→ DIRECTIONS
[1] In the monorepo passage, what is the last place the checks can be run, and what does that block?
[2] In the monorepo passage, rewrite the stretch from "That can be" through "those spaghetti dependencies.", swapping "CI system" for "build pipeline".
[3] Add the next part of the passage on enforcing boundaries in a monorepo.

→ TEXT SEGMENT
[Start]

That can be very neat to implement. First of all, because it has a nice side effect that, for instance, our IDE can, with the linting plugins that exist for all the various types of IDEs, give us a heads-up as we code along so we might even see it before we commit the code. It can therefore fix it. Obviously, the last resort is always you can run them in your CI system, and so it will block the PR from being merged, which is something that needs to be obviously in place. To look at that, enforcing boundaries is really important for avoiding those spaghetti dependencies.

Because, again, before we had the physical boundaries based on repository boundaries that existed, now we need to make something similar because we don't have that anymore. We want to still make it as flexible as possible, but we want to still also be able to have some management around the areas that might exist in a monorepo. Obviously, this helps as we scale up and as our code base grows. This is especially important as we keep adding team members, as we keep adding projects, because those are rules that aren't defined in some docs, but they are automatic imposed and enforced on your system as you keep coding. Obviously, maintainability is a big part. This is just for maintainability.

[End]

[Stored entries]
[Start]

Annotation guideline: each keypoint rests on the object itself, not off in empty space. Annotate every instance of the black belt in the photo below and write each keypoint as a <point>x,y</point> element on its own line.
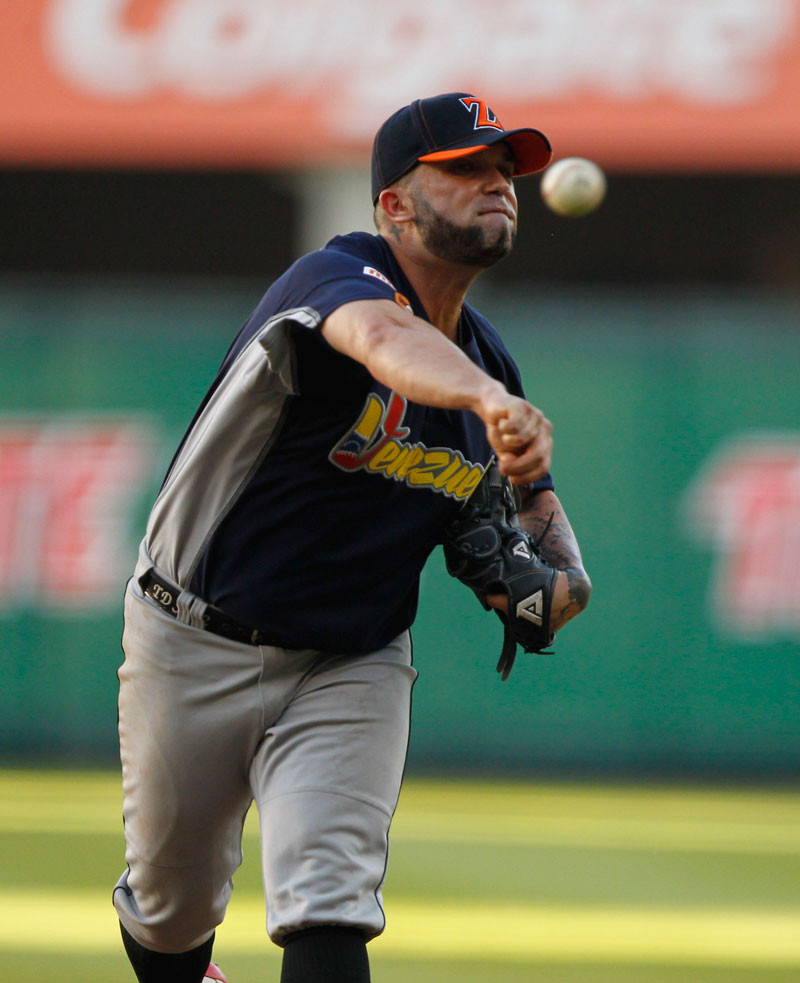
<point>165,594</point>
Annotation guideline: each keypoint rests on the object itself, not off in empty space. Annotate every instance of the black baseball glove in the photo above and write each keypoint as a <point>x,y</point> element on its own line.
<point>485,548</point>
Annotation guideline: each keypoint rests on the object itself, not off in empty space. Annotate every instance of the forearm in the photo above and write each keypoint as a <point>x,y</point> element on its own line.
<point>543,516</point>
<point>417,361</point>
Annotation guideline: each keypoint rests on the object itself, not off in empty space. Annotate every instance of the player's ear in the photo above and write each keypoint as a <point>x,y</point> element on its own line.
<point>396,204</point>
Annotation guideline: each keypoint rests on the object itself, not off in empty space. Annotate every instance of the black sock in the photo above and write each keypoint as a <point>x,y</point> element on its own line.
<point>160,967</point>
<point>327,954</point>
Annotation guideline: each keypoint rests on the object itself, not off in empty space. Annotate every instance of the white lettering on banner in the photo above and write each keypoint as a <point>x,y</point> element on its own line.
<point>374,57</point>
<point>66,488</point>
<point>746,502</point>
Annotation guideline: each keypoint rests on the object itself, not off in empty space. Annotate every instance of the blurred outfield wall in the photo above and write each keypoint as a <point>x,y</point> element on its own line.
<point>677,427</point>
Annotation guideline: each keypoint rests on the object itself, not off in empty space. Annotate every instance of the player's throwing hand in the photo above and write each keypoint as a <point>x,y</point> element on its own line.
<point>520,435</point>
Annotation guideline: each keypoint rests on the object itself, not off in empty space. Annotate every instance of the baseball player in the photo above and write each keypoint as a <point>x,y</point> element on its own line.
<point>266,640</point>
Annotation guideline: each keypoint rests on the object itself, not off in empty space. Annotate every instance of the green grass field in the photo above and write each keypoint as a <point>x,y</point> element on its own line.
<point>508,882</point>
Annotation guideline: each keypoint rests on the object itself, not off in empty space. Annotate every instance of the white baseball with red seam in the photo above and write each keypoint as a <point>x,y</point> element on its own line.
<point>573,186</point>
<point>214,975</point>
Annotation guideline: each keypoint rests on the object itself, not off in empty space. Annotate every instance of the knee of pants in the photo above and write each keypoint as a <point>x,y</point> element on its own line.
<point>324,859</point>
<point>170,913</point>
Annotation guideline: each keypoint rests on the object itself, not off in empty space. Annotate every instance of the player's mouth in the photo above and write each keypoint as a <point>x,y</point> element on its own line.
<point>501,210</point>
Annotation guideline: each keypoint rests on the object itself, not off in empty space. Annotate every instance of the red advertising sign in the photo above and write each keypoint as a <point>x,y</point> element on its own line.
<point>746,504</point>
<point>633,83</point>
<point>66,490</point>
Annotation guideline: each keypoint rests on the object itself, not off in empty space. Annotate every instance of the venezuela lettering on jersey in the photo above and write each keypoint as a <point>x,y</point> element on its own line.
<point>376,443</point>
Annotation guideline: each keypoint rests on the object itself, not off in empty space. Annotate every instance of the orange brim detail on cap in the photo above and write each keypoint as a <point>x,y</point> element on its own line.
<point>529,155</point>
<point>452,154</point>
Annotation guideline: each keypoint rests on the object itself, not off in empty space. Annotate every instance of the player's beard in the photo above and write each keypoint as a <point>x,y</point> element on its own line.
<point>468,245</point>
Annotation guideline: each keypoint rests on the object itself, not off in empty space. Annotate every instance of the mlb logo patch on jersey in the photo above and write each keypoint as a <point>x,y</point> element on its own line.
<point>371,271</point>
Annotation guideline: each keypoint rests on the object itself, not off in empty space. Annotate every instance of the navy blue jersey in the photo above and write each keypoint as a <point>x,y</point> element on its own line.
<point>305,497</point>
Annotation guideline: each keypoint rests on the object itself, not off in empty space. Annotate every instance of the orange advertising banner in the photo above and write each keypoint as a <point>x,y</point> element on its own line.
<point>634,84</point>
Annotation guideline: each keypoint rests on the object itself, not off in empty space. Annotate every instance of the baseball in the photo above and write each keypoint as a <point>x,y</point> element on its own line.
<point>573,186</point>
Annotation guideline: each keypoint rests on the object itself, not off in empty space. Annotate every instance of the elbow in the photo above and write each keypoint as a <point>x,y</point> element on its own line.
<point>580,588</point>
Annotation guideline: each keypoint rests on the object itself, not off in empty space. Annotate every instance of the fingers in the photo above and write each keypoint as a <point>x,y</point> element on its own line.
<point>523,443</point>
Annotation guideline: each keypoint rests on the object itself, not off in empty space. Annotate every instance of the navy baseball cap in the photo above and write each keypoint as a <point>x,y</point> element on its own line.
<point>455,124</point>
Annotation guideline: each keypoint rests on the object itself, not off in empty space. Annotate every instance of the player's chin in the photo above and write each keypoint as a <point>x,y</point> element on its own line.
<point>497,243</point>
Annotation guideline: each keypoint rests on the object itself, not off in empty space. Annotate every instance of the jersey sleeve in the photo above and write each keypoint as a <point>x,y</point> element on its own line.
<point>325,280</point>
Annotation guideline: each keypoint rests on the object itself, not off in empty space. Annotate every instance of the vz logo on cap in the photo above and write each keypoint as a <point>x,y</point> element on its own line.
<point>532,608</point>
<point>483,115</point>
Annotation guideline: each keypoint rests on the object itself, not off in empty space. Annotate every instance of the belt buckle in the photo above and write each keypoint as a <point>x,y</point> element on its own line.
<point>163,596</point>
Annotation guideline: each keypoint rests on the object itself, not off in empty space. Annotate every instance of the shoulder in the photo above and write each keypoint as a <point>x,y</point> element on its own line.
<point>356,254</point>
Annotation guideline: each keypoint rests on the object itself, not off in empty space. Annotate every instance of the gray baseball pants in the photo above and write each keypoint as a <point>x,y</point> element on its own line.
<point>208,725</point>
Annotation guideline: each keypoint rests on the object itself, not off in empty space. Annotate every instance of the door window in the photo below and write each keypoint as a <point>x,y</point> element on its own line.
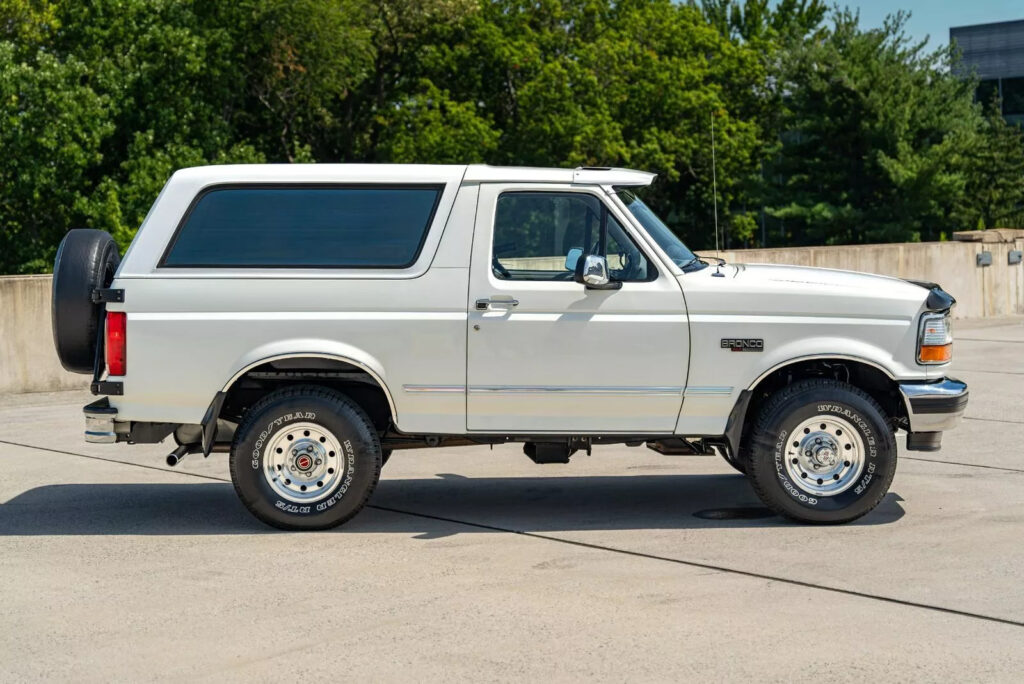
<point>541,236</point>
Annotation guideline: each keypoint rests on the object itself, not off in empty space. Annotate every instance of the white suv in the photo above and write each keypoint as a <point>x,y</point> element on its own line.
<point>310,319</point>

[End]

→ PER-TASK ANSWERS
[1] They can be run in the CI system, which blocks the PR from being merged.

[2]
That can be very neat to implement. First of all, because it has a nice side effect that, for instance, our IDE can, with the linting plugins that exist for all the various types of IDEs, give us a heads-up as we code along so we might even see it before we commit the code. It can therefore fix it. Obviously, the last resort is always you can run them in your build pipeline, and so it will block the PR from being merged, which is something that needs to be obviously in place. To look at that, enforcing boundaries is really important for avoiding those spaghetti dependencies.

[3]
Common Mistake - Ignoring Speed

The next thing, and let's add this to the elephant in the room here basically, is speed. We don't need to address this immediately as we start our monorepo, but we need to keep it in the back of our minds that this is going to be important. Because one thing is obviously that as we keep adding new projects to our monorepo, our CI time will go up. That's by definition based. The more projects we need to build, test, lint, end-to-end test, whatever, the more time our CI system will need. We need to have some mechanism because otherwise it will lead into congestion.

What you usually see then in monorepos that don't have or are not optimized for that is the following. There is a typical result. For those that haven't seen it, what I mean here is the numbers of files changed here. This is pretty clear. Because a developer, his main job is to work within that sprint system or whatever is set up as their methodology for developing, and their job is to ship features. If your CI system keeps slowing down, and therefore you have a hard time to merge your PRs into the main integration branch, it means that you're slower at shipping features.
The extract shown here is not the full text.